Please rewrite the material from the line that has "For every instance of the blue sky" through the line that has "x=122, y=483", changing "rock face" to "cliff wall" and keeping everything else the same. Give back only those lines.

== Entries supplied

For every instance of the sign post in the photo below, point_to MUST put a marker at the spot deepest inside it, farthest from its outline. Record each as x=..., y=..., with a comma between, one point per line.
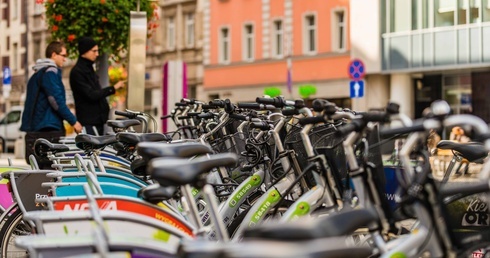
x=357, y=71
x=7, y=82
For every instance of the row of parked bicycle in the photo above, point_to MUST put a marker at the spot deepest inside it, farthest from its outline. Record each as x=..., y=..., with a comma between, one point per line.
x=273, y=178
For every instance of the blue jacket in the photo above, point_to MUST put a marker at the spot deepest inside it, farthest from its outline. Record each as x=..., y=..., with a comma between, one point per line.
x=50, y=109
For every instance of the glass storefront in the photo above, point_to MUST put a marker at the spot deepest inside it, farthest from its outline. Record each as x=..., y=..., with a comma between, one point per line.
x=456, y=90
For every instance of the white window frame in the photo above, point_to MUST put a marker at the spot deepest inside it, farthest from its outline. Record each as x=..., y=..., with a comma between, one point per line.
x=38, y=8
x=339, y=30
x=15, y=56
x=248, y=42
x=190, y=29
x=221, y=55
x=278, y=39
x=306, y=35
x=171, y=33
x=15, y=9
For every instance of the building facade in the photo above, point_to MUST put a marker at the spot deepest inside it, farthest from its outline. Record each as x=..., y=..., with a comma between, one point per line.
x=13, y=49
x=418, y=51
x=251, y=45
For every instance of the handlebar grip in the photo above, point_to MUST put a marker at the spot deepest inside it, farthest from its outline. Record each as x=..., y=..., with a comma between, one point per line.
x=239, y=117
x=375, y=117
x=249, y=105
x=229, y=107
x=204, y=106
x=270, y=101
x=217, y=103
x=206, y=115
x=465, y=189
x=402, y=130
x=193, y=113
x=260, y=125
x=290, y=112
x=190, y=101
x=319, y=104
x=125, y=114
x=183, y=117
x=311, y=120
x=354, y=125
x=180, y=104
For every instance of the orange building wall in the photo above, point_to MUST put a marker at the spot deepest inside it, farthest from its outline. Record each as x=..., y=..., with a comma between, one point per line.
x=277, y=9
x=235, y=14
x=275, y=73
x=271, y=71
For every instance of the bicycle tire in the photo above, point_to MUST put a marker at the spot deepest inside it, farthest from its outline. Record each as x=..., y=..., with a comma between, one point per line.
x=11, y=228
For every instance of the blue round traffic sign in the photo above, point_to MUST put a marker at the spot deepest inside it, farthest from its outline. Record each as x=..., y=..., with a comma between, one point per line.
x=357, y=71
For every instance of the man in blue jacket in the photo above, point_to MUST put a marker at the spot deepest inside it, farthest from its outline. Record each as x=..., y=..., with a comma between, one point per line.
x=45, y=106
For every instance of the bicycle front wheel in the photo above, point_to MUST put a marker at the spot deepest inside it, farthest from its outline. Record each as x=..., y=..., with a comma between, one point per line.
x=13, y=227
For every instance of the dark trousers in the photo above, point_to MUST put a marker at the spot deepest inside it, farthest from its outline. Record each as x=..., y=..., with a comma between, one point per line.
x=30, y=139
x=90, y=129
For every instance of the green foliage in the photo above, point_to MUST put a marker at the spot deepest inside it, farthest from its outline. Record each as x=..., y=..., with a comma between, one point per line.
x=305, y=91
x=272, y=91
x=106, y=21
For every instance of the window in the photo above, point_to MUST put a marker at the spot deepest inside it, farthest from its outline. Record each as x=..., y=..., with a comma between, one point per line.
x=189, y=30
x=248, y=42
x=15, y=57
x=400, y=15
x=38, y=8
x=277, y=39
x=224, y=50
x=420, y=14
x=468, y=11
x=486, y=10
x=15, y=9
x=36, y=49
x=444, y=13
x=170, y=33
x=309, y=43
x=339, y=31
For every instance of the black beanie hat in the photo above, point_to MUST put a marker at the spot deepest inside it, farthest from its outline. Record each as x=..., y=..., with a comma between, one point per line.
x=85, y=44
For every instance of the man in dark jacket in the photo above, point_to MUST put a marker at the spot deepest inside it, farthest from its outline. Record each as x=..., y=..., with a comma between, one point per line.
x=45, y=106
x=92, y=108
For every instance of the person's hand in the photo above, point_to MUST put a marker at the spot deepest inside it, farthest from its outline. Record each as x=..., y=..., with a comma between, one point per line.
x=119, y=85
x=78, y=127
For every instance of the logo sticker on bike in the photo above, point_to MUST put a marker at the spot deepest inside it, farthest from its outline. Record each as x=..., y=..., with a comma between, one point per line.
x=125, y=205
x=272, y=199
x=476, y=214
x=244, y=190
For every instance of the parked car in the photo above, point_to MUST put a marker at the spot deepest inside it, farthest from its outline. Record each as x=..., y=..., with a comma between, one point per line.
x=10, y=128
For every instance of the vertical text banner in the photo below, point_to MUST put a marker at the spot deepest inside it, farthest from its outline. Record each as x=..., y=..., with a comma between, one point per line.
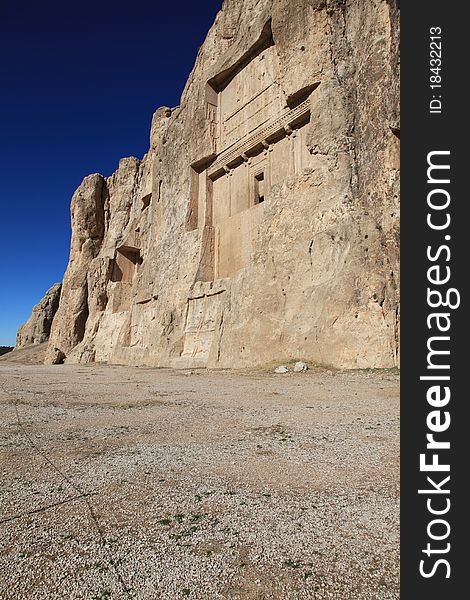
x=435, y=230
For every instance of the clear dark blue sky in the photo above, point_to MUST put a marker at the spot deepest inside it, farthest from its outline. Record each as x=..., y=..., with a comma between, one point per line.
x=79, y=82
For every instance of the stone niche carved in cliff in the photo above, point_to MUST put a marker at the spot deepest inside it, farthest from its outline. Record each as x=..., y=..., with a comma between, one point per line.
x=258, y=140
x=124, y=269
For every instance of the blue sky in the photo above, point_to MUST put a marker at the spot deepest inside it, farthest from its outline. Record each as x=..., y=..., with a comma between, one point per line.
x=79, y=84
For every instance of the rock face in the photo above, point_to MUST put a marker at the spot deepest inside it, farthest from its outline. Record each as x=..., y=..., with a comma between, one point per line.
x=262, y=224
x=37, y=328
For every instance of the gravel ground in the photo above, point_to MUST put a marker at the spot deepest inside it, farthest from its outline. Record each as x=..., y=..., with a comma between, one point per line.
x=122, y=483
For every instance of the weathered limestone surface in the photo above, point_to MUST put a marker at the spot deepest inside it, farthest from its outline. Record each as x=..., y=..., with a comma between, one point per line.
x=37, y=328
x=263, y=222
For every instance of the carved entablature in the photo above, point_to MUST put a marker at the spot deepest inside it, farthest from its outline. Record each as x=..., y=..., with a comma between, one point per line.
x=253, y=128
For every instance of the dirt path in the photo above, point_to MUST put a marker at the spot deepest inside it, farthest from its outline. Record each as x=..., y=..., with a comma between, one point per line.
x=155, y=484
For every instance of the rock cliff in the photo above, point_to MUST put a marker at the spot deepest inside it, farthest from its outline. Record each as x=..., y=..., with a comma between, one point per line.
x=262, y=224
x=37, y=328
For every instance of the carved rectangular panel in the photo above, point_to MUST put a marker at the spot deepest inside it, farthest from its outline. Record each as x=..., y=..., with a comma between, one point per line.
x=250, y=100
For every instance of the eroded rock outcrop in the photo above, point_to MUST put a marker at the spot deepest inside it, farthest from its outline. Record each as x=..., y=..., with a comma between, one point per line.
x=262, y=224
x=37, y=328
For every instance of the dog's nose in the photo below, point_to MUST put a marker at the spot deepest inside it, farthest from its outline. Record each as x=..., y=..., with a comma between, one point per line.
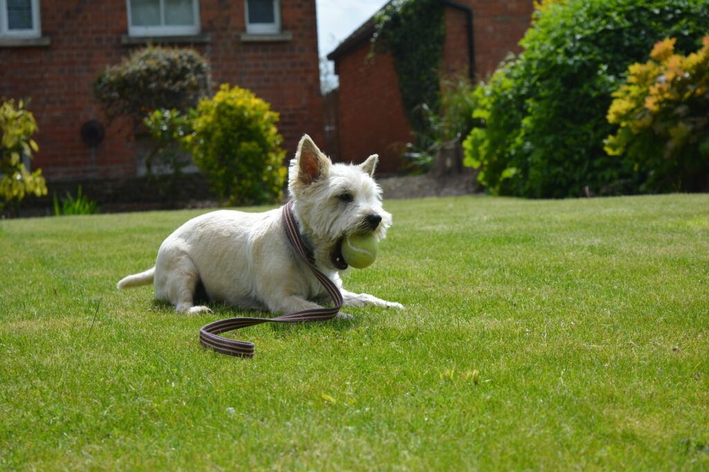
x=373, y=221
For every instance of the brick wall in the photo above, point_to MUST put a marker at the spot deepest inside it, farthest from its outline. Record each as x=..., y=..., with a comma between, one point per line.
x=372, y=120
x=371, y=116
x=86, y=37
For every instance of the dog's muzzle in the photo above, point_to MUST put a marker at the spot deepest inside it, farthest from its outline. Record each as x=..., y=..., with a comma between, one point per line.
x=372, y=221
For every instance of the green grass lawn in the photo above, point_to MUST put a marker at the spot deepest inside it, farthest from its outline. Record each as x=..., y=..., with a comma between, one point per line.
x=538, y=335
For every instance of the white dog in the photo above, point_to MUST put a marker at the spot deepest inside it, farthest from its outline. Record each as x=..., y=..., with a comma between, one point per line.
x=245, y=259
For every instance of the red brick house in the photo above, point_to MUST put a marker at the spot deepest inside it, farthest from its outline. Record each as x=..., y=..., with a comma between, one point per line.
x=52, y=50
x=479, y=34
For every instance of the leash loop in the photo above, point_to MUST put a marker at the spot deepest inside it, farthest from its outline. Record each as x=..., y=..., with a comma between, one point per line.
x=209, y=334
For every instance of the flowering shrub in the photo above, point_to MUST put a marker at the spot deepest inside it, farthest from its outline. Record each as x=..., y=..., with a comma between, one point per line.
x=663, y=117
x=235, y=141
x=542, y=115
x=153, y=78
x=17, y=125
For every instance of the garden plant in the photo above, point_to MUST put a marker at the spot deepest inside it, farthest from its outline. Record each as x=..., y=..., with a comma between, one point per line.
x=542, y=115
x=663, y=117
x=17, y=125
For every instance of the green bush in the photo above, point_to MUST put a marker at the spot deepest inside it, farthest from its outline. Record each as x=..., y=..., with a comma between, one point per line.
x=17, y=125
x=153, y=78
x=70, y=205
x=236, y=143
x=543, y=114
x=451, y=123
x=663, y=117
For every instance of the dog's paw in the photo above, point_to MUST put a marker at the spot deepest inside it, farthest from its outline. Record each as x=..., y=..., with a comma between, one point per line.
x=199, y=310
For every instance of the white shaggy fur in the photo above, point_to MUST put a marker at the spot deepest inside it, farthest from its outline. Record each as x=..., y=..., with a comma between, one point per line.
x=245, y=259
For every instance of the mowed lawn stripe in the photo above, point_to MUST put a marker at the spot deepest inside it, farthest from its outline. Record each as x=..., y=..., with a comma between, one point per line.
x=538, y=334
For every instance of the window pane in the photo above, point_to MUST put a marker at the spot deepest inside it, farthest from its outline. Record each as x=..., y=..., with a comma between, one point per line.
x=179, y=12
x=145, y=12
x=261, y=11
x=19, y=14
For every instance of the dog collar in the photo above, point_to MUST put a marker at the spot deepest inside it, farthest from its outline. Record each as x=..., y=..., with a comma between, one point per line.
x=209, y=334
x=307, y=245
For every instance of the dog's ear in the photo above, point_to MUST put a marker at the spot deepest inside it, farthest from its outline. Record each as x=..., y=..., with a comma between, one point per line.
x=370, y=165
x=312, y=164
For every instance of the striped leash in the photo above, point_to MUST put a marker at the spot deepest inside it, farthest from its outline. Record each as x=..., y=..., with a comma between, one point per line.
x=209, y=334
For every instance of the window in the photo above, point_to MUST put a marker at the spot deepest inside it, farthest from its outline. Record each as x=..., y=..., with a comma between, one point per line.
x=263, y=16
x=19, y=18
x=163, y=17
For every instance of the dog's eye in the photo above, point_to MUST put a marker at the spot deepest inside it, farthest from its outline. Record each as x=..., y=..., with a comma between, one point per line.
x=346, y=197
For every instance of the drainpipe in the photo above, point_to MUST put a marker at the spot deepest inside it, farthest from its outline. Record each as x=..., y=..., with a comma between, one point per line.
x=471, y=46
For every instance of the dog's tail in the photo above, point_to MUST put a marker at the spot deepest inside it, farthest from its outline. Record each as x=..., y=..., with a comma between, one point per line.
x=135, y=280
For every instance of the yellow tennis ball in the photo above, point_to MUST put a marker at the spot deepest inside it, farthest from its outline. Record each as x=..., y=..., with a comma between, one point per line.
x=360, y=250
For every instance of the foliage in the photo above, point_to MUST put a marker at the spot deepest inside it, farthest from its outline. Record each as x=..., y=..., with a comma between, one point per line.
x=17, y=125
x=663, y=115
x=413, y=32
x=543, y=113
x=169, y=129
x=451, y=123
x=236, y=142
x=70, y=205
x=153, y=78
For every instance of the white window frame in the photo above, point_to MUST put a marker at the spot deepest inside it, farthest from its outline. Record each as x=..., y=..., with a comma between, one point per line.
x=264, y=28
x=164, y=30
x=6, y=32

====

Answer to this problem |
For every instance of the blue sky in the photo above, point_to MUST put a marker at the spot deepest inside it, farthest from its outline. Record each as x=..., y=..., with a comma between, one point per line.
x=79, y=84
For every instance of the cliff wall in the photo above, point_to MUST put a marker at the spot deepest inside it, farthest from its outline. Record each as x=..., y=..., with a comma between, one point per line.
x=262, y=224
x=37, y=328
For every instance of the gravel ground in the photo above, point_to MUST put a marker at the spot deepest inside it, farthest from its outline. Record each as x=..., y=..., with a comma between, one point per line.
x=122, y=483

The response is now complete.